• _Extract_:

┄┄┄┄┄┄┄┄┄┄┄┄┄┄┄┄┄┄┄┄

Kant uses various locutions which all refer to God, the most important being the holy will. interpreters of Kant, however, frequently take the term holy will to refer to God simpliciter. Kant, however, does not require that only God might possess a holy will. medieval ethical theory also treats of a richer universe of rational natures than is seen as a rule in more recent treatments. in addition to fallible sublunary humans and God, medieval writers consider our first parents before the fall, the evil angels before and after the fall, the good angels before and after their confirmation, and human beings after their death, both elect and damned.

in such a richer universe of rational natures, it becomes harder to make easy generalizations. angels before the fall are fallible, but do not possess bodies. good angels after their confirmation, and the elect saints in heaven, are all incorruptible. the elect saints in heaven do not possess bodies yet, but then later at the resurrection of all the dead, they will, as will the damned.

most interpreters of Kant do not consider these additional possibilities. Allen Wood glosses holy beings and holy will as the divine will (Kant's ethical thought, 26f). indeed, it is entirely common to view Kant's treatments of a holy will as simple locutions for God. but his actual writing is considerably more careful: Kant explicitly leaves open the possibility of non-divine holy wills: for the divine will, and in general for a holy will (groundwork, 414). most telling, we have a brief discussion of finite holy beings (metaphysics of morals, 383).

the origins of this complex array of beings is not to be found in philosophy, of course. but it was central to medieval writers to find an ethical theory which could articulate for each of these different beings what its distinctive position would be, regarding terms like freedom and choice. Kant, by his deliberately expansive language, also leaves open the possibility of including within his terms a richer universe of beings than merely God on the one hand and we fallible humans on the other. it is my goal in this essay to explore the ways that certain medieval authors used such terms, and then to examine how closely they may be fit into a Kantian framework.

┄┄┄┄┄┄┄┄┄┄┄┄┄┄┄┄┄┄┄┄

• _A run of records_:
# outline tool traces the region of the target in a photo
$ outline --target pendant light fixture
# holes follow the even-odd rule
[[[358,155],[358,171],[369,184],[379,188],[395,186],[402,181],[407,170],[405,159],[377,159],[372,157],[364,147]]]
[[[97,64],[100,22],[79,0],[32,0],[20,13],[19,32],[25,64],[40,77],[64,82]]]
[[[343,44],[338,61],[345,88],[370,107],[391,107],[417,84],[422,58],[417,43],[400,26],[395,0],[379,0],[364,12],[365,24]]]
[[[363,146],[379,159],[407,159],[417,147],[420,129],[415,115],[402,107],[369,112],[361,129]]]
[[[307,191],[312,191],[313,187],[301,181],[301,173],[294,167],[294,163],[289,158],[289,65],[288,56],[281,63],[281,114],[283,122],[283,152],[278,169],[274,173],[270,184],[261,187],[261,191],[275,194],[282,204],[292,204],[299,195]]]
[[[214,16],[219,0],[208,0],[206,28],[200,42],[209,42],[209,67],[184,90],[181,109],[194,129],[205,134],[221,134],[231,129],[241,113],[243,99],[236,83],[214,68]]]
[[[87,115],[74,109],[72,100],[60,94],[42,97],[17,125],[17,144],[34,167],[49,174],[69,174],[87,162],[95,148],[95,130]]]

┄┄┄┄┄┄┄┄┄┄┄┄┄┄┄┄┄┄┄┄

• _Set of tasks_:
[a] Reproduce the passage on Kant and the holy will from "most interpreters of" up to and including "of morals, 383).", word for word.
[b] Write out all ten lines of the records exactly, from the opening comment about the outline tool through the final list of coordinates.

• _Written responses_:
[a]
most interpreters of Kant do not consider these additional possibilities. Allen Wood glosses holy beings and holy will as the divine will (Kant's ethical thought, 26f). indeed, it is entirely common to view Kant's treatments of a holy will as simple locutions for God. but his actual writing is considerably more careful: Kant explicitly leaves open the possibility of non-divine holy wills: for the divine will, and in general for a holy will (groundwork, 414). most telling, we have a brief discussion of finite holy beings (metaphysics of morals, 383).

[b]
# outline tool traces the region of the target in a photo
$ outline --target pendant light fixture
# holes follow the even-odd rule
[[[358,155],[358,171],[369,184],[379,188],[395,186],[402,181],[407,170],[405,159],[377,159],[372,157],[364,147]]]
[[[97,64],[100,22],[79,0],[32,0],[20,13],[19,32],[25,64],[40,77],[64,82]]]
[[[343,44],[338,61],[345,88],[370,107],[391,107],[417,84],[422,58],[417,43],[400,26],[395,0],[379,0],[364,12],[365,24]]]
[[[363,146],[379,159],[407,159],[417,147],[420,129],[415,115],[402,107],[369,112],[361,129]]]
[[[307,191],[312,191],[313,187],[301,181],[301,173],[294,167],[294,163],[289,158],[289,65],[288,56],[281,63],[281,114],[283,122],[283,152],[278,169],[274,173],[270,184],[261,187],[261,191],[275,194],[282,204],[292,204],[299,195]]]
[[[214,16],[219,0],[208,0],[206,28],[200,42],[209,42],[209,67],[184,90],[181,109],[194,129],[205,134],[221,134],[231,129],[241,113],[243,99],[236,83],[214,68]]]
[[[87,115],[74,109],[72,100],[60,94],[42,97],[17,125],[17,144],[34,167],[49,174],[69,174],[87,162],[95,148],[95,130]]]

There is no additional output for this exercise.